(Records drawn from a dataset)
######

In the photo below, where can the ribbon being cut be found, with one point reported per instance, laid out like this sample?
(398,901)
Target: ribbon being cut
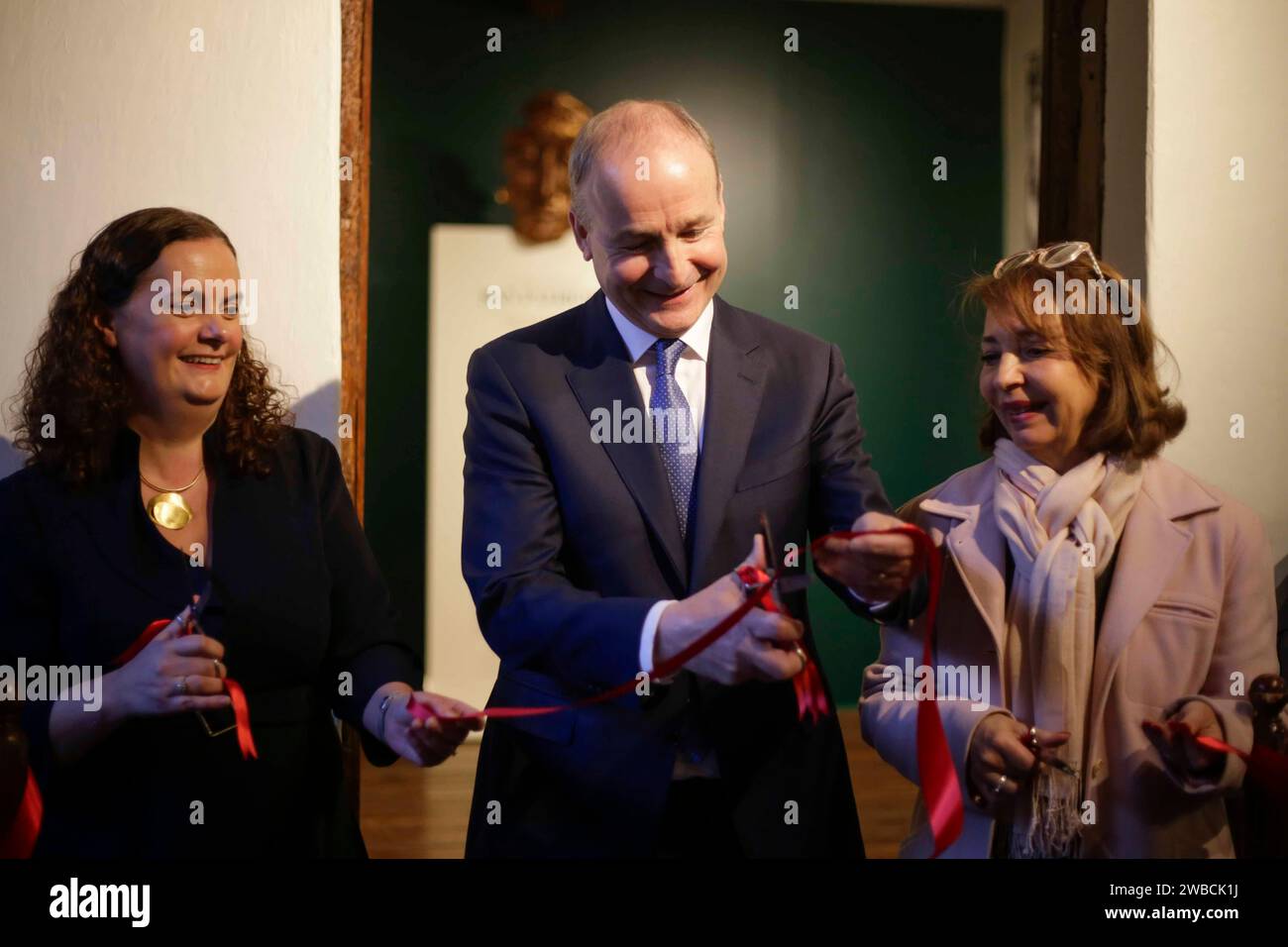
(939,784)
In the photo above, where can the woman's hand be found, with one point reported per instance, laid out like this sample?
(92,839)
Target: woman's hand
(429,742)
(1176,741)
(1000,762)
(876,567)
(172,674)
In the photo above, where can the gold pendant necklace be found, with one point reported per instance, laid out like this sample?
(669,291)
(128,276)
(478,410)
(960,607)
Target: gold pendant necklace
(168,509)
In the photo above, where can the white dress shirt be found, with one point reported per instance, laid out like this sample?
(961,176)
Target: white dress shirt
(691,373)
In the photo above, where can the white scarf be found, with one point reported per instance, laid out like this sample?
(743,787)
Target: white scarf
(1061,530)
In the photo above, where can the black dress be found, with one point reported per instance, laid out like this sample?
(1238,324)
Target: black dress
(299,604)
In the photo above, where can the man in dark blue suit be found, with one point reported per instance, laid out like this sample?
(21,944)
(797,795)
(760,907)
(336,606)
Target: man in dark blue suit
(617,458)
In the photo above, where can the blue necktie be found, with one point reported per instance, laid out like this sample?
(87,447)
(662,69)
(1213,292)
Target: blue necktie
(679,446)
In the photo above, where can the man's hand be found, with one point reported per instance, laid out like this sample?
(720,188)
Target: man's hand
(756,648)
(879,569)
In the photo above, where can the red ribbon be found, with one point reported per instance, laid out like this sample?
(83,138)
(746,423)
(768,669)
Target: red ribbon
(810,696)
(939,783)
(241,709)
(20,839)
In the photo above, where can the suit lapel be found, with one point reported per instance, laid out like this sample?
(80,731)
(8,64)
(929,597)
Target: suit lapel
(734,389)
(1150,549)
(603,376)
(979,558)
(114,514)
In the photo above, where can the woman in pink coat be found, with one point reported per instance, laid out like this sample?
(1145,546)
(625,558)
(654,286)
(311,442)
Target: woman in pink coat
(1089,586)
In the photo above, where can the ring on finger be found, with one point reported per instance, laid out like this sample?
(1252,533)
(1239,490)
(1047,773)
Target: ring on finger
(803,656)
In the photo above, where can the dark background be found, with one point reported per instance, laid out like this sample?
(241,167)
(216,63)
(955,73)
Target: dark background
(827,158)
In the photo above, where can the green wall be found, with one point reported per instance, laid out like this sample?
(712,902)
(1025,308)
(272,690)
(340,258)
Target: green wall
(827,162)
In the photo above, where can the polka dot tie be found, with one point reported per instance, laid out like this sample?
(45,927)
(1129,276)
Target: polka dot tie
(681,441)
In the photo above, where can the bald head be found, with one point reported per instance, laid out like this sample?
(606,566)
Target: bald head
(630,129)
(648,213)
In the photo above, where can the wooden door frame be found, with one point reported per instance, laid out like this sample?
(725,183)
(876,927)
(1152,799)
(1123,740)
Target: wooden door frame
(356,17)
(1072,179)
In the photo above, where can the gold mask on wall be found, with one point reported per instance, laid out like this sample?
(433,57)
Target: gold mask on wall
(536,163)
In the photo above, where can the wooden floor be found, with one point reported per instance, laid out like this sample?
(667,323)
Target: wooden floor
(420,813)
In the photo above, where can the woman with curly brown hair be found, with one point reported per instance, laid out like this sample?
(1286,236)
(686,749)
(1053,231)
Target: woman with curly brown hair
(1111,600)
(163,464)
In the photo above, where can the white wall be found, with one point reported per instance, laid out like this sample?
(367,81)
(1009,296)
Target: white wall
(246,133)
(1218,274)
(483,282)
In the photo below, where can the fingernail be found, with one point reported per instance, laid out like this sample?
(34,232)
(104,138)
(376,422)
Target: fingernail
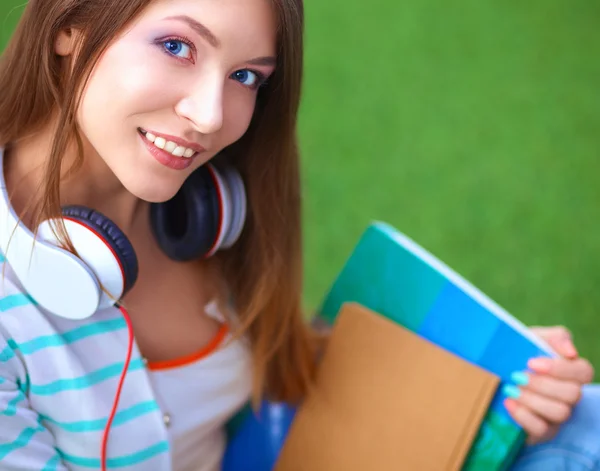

######

_Assigned task:_
Across all the lines above, repeat the wording exactly and omit the pictures.

_Response to the exercise:_
In the photo below, where can the ribbon being cut be found, with one point reported per instance, laid out like this sample?
(398,901)
Target: ribbon being cut
(939,784)
In the photo above, where can the woman's hand be found, with one point reported per instance, laid out like this sample?
(92,839)
Target: woman's hand
(429,742)
(1176,741)
(1000,762)
(876,567)
(172,674)
In the photo above, where can the gold pendant necklace be found, with one point reported per instance, laid out like this sample?
(669,291)
(128,276)
(478,410)
(960,607)
Target: gold pendant necklace
(168,509)
In the photo above, where can the white dress shirt be found, with one point reported per instance, laid out like this sample?
(961,176)
Target: white dress shirt
(691,373)
In the photo above, where can the white scarf be found, with one point reported per instance, laid out like this sample?
(743,787)
Target: white scarf
(1061,530)
In the photo above, where can the black dress be found, with one point reported per instance, laid out like this sample?
(1238,324)
Target: black dress
(299,604)
In the photo above, where can the man in dark blue suit be found, with one point reported per instance, laid out like this sample?
(21,944)
(797,795)
(760,907)
(336,606)
Target: man in dark blue suit
(617,458)
In the photo above, where can the blue necktie be found, with one point reported per instance, laid out like this sample?
(87,447)
(662,69)
(1213,292)
Target: blue necktie
(679,446)
In the photo above, where can the man's hand be found, with one point reported per instance, laid out like this sample?
(720,188)
Target: man's hand
(756,648)
(879,569)
In the photo above, where can the red ribbon be found, with one point reported per instance, laid out like this sample?
(83,138)
(746,423)
(768,669)
Target: red ribbon
(810,696)
(939,783)
(241,709)
(20,839)
In the photo above, where can the suit lapel be found, with one point reported per instance, laid out like this sample?
(80,731)
(8,64)
(929,597)
Target: suit lapel
(734,389)
(1150,549)
(603,376)
(979,558)
(114,514)
In the photo above, where can the woman in pink coat be found, with one point reported per instance, laid out like this sample?
(1145,546)
(625,558)
(654,286)
(311,442)
Target: woman in pink coat
(1089,586)
In the photo above, where can the ring on finger be found, with one point reported per instance, laid out like this sample?
(1252,533)
(1239,490)
(1047,773)
Target: ring on finger
(803,656)
In the photo above, where can the dark background be found, with one point reported per instance, laid out like this sample?
(241,167)
(216,63)
(955,73)
Target: dark background
(827,158)
In the photo above, where can the green wall be found, with one point reported per instance, laid out like this sample?
(712,902)
(1025,308)
(272,690)
(340,258)
Target: green wall
(827,162)
In the photo above, where can the polka dot tie be found, with one point reported per instance, laid out like this sample?
(45,927)
(1129,276)
Target: polka dot tie
(681,441)
In the photo above, where can the bald head be found, with one point reported per instance, laid out like this sample?
(606,566)
Target: bald head
(630,129)
(648,213)
In the photo above, where can the wooden door frame be found, with one point reported per instance, laid out like this sample?
(725,183)
(876,927)
(1152,799)
(1123,740)
Target: wooden door frame
(356,17)
(1072,179)
In the photo above, where can the gold mask on wall be found, with one point reported per instance, laid out like this sample?
(433,57)
Target: gold mask on wall
(536,163)
In the photo above, where can the wooden floor be found, with one point reported per instance, laid out like this sample?
(667,323)
Target: wooden floor
(420,813)
In the photo above, where can the woman with curly brown hair be found, with one point reported per instance, laid out like this sample?
(1286,236)
(686,749)
(1053,231)
Target: woman with curly brown hair
(1111,600)
(163,464)
In the photo above, where can the white wall be found, with one point reported per instance, laid out like this sample?
(367,81)
(1009,296)
Target: white wall
(246,133)
(1218,274)
(483,282)
In the photo below, where can the fingernail be found, with one point reported per instance, laid out like this sample?
(34,232)
(104,138)
(376,422)
Target: fingernail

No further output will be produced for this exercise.